>>>

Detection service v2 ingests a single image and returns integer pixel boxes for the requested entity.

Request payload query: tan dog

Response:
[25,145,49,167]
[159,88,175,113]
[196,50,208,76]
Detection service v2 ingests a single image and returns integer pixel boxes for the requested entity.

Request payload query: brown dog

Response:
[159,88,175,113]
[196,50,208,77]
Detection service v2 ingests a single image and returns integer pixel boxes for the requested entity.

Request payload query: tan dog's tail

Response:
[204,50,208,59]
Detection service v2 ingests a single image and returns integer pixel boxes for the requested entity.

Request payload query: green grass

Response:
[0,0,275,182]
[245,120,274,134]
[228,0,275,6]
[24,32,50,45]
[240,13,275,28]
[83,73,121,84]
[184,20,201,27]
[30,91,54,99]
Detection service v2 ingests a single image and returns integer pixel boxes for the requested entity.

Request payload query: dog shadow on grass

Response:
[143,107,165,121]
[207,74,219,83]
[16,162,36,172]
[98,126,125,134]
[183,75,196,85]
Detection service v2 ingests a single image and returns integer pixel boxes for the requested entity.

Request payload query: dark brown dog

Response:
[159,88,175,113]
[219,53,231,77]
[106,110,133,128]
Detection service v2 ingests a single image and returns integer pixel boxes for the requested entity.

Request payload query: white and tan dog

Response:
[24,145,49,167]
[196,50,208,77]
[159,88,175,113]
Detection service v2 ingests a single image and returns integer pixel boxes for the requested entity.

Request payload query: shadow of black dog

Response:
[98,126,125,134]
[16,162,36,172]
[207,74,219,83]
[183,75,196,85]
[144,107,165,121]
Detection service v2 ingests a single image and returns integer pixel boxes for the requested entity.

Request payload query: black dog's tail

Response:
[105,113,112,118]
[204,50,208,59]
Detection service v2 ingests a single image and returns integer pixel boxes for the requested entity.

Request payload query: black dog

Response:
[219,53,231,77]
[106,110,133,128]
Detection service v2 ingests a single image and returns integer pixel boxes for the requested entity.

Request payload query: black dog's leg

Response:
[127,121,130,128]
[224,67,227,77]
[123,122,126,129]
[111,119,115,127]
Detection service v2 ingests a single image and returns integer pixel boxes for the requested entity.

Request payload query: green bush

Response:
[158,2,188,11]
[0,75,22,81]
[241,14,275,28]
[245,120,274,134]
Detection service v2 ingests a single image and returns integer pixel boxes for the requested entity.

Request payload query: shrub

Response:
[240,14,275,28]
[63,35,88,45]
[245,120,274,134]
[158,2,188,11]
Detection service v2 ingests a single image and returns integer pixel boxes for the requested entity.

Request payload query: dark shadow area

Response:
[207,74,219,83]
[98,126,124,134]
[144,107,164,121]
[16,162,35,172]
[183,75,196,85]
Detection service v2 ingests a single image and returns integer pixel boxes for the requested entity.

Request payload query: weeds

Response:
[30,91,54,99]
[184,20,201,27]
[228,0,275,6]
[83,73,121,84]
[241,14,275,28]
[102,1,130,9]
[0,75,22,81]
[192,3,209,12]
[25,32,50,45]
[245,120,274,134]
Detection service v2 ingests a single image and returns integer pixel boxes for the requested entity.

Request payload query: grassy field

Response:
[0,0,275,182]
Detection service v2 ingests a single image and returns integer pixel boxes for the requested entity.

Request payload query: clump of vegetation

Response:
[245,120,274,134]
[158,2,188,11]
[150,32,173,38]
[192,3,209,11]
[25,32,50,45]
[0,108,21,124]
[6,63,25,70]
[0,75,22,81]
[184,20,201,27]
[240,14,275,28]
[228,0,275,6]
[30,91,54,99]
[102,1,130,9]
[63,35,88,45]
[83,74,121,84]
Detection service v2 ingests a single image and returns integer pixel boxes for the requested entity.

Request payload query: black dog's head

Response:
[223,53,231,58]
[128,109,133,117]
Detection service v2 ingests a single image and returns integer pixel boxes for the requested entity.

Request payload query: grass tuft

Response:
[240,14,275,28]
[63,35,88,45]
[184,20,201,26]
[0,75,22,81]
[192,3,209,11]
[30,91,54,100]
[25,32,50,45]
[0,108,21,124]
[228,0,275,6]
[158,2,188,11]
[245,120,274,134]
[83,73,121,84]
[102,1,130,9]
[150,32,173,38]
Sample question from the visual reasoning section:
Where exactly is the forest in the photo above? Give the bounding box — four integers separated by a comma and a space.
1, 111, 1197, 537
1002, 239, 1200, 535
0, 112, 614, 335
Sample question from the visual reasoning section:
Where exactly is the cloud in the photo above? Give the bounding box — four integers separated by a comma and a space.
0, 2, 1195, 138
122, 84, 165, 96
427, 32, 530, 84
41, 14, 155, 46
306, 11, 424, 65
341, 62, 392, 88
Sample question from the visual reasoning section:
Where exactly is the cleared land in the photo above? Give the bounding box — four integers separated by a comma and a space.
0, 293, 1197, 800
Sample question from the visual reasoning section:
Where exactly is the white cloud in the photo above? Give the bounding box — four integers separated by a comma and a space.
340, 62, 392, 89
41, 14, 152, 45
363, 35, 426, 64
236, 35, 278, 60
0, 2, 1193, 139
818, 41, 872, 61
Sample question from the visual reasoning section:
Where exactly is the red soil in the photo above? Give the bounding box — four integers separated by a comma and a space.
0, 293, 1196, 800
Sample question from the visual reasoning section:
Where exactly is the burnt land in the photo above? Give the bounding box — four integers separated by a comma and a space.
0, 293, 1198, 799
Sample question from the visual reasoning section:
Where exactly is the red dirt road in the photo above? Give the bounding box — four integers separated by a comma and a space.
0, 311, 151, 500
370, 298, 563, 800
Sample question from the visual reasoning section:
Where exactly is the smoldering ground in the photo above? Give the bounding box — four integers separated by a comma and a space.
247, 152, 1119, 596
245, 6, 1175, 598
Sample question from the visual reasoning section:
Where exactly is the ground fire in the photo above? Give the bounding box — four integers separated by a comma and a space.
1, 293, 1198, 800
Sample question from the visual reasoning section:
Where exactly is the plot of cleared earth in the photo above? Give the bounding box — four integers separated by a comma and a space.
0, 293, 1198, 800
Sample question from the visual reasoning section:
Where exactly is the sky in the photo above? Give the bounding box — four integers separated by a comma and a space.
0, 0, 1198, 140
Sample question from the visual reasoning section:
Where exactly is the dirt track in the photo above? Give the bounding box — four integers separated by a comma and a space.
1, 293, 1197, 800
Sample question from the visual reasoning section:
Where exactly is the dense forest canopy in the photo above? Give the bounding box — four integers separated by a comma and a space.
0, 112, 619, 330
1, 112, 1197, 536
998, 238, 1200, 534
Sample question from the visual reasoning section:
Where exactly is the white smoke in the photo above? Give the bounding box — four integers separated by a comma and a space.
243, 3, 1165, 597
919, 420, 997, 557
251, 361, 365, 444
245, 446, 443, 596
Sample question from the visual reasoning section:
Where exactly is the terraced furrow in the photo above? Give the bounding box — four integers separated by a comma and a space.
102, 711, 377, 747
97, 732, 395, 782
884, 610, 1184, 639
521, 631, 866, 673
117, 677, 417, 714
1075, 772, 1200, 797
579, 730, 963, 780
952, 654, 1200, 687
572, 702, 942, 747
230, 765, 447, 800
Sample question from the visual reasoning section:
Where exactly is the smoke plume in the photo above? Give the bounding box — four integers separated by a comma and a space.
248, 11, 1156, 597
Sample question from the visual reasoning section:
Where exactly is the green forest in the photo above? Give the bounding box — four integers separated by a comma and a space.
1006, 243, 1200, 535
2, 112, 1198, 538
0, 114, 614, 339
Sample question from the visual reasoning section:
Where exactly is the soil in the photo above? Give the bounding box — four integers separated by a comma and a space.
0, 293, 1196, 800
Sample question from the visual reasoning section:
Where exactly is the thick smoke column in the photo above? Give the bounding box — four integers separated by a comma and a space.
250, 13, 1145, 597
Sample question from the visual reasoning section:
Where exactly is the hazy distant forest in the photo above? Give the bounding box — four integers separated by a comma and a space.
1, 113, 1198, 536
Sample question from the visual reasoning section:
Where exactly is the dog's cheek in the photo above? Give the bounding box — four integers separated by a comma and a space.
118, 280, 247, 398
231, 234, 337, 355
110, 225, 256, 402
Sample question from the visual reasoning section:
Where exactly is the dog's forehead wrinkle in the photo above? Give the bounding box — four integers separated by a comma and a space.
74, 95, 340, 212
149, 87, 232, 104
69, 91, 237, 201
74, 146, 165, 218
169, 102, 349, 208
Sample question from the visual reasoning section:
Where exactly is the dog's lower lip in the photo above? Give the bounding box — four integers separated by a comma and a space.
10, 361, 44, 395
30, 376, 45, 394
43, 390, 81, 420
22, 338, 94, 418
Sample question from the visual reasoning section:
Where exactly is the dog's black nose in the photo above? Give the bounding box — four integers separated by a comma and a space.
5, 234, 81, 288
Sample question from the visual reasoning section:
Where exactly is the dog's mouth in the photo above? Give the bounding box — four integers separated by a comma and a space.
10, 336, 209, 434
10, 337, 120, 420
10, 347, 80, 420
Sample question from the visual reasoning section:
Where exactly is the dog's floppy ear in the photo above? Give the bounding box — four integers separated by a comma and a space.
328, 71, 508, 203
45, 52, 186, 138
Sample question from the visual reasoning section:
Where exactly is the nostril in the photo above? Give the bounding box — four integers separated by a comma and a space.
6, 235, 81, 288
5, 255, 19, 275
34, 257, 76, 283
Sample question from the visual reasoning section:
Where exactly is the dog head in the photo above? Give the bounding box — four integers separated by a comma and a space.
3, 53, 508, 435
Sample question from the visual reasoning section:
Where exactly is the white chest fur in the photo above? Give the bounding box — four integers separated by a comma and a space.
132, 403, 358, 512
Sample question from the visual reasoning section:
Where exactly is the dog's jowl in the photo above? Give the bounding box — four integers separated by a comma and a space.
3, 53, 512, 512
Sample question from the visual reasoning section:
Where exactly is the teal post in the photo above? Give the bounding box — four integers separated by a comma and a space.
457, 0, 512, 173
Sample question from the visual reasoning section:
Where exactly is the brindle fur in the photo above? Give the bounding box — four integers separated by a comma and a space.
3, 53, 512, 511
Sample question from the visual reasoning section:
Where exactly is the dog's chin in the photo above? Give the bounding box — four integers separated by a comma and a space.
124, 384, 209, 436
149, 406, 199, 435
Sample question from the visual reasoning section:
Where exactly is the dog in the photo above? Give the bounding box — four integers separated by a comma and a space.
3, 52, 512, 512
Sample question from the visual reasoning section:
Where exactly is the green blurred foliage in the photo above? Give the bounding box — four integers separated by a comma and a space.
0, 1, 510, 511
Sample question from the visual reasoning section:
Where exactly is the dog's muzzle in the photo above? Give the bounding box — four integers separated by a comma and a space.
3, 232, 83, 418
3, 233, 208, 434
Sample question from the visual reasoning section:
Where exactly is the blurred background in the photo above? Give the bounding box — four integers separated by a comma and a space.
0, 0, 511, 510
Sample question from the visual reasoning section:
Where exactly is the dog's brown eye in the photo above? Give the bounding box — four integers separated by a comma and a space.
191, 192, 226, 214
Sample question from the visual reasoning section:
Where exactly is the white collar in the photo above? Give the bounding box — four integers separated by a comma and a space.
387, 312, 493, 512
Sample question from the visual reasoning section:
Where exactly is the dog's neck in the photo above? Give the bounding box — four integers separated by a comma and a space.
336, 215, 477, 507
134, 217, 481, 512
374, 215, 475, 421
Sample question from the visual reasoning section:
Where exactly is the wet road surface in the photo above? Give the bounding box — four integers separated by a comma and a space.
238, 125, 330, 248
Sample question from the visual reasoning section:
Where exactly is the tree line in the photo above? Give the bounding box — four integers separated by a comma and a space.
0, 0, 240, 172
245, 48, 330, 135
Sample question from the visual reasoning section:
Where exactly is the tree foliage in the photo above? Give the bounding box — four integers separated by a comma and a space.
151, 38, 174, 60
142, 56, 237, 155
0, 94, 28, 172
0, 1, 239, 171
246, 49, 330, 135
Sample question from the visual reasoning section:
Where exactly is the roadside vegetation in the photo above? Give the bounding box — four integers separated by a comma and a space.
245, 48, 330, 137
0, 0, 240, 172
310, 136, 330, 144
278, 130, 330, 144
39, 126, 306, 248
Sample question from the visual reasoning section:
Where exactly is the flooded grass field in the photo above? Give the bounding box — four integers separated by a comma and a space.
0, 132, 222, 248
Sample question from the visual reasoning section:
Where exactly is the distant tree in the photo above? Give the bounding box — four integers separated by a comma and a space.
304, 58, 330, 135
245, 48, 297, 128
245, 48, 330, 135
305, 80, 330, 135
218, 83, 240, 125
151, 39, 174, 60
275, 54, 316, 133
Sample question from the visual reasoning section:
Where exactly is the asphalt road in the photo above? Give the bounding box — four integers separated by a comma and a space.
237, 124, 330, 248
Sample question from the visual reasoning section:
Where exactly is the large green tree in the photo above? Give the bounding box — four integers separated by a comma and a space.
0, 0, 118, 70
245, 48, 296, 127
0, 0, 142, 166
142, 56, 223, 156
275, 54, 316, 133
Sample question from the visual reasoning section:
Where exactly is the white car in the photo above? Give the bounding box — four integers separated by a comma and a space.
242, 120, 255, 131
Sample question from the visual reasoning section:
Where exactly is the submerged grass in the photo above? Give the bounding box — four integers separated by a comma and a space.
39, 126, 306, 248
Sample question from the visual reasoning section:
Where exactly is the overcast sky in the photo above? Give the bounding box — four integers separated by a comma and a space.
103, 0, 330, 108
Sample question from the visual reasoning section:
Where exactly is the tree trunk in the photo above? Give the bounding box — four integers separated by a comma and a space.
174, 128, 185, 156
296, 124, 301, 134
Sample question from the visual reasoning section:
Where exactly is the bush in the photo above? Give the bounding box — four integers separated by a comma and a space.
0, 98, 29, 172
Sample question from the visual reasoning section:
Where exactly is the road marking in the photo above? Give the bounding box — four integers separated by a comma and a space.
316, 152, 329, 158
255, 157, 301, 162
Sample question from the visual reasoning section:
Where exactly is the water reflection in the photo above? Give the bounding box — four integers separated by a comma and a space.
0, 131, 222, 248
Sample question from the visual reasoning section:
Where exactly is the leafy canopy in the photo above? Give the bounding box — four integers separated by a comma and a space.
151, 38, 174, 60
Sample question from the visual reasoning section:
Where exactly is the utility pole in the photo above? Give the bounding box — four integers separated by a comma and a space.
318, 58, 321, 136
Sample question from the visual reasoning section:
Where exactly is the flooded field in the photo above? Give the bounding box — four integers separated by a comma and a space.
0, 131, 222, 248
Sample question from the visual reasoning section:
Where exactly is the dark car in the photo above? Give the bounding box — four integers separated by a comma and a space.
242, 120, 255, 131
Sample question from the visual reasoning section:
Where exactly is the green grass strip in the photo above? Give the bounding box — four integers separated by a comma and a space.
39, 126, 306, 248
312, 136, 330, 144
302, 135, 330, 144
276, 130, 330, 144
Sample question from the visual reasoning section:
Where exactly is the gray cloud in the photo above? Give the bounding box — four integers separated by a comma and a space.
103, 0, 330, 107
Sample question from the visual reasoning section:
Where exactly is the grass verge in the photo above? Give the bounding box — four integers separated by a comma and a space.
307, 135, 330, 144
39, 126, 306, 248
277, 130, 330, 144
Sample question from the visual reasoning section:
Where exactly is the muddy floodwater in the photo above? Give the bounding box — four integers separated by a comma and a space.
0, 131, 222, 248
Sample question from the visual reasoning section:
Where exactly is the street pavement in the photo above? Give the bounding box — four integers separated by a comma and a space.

<<<

Within the data above, find the lines that contain the word "tail" and copy each of them.

## Written solution
Request payload query: tan dog's tail
Request payload query: black dog's tail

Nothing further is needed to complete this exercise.